### Problem requirements
According to the text on conductive silicone, why is capacitive sensing in silicone tricky?

### Exercise passage
.....

So, as part of my little teledildonics project, I think it would be useful to have capacitive sensors to determine what you’re doing with the toy.
Capacitive sensing in silicone is tricky. Silicone is a great insulator so you need to add something conductive. You don’t want anything hard in the silicone which will make it less safe to play with. I thought about using conductive paint and then layering over a layer of silicone protectant. That might still be a good option, but I worried about the durability of the paint, especially if you consider that silicone can stretch quite a bit.
Ideally, I would use some kind of “conductive silicone”. Search online for this term and you’ll probably find this instructable for conductive silicone. It piqued my interest, not least because the person who came up with the idea had sex toys in mind!
So, I set about to recreate this material myself. I had a few reservations, especially around safety. Carbon fiber is dangerous if breathed in. We don’t know the long term affects but we think they may be similar to asbestos. You can also easily cut yourself with it if you put it in a resin. So, it was with much caution that I began my experiment.
The recipe I tried is as follows:
- Nitrile gloves – these will not prevent your Platinum silicone from curing. Anything with sulfur in it is a bad idea.

.....

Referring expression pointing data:
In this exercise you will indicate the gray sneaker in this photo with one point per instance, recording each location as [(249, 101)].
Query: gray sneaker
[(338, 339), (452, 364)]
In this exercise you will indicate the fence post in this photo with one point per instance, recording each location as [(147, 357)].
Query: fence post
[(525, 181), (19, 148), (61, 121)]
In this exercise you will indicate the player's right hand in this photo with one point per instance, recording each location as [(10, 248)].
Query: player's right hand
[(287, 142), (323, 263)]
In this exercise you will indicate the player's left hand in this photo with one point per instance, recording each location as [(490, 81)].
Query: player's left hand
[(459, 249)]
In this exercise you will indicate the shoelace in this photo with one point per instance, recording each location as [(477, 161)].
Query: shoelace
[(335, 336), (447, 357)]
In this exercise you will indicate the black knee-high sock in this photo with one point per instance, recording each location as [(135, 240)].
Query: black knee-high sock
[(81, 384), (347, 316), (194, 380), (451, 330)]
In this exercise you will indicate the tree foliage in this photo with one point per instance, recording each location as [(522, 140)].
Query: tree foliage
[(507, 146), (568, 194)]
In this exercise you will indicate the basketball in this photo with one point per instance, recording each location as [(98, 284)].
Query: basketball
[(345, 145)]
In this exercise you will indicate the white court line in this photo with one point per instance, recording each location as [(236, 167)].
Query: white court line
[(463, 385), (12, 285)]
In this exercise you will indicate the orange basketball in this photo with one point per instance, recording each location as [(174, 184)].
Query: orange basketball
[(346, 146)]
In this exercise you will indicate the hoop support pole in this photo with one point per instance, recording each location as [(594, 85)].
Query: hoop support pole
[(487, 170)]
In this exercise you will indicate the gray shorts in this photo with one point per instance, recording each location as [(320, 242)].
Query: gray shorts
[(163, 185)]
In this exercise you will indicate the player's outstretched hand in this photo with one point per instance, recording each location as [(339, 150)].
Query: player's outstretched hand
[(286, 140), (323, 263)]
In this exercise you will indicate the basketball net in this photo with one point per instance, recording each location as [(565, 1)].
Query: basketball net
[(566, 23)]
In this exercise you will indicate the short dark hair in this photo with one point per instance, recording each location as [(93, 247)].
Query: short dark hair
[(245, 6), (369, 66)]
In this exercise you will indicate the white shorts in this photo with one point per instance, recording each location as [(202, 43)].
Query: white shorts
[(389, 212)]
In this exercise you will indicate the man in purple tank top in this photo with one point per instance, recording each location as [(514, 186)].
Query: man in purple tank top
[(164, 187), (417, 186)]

.....

### Solved problem
Silicone is a great insulator, so something conductive has to be added.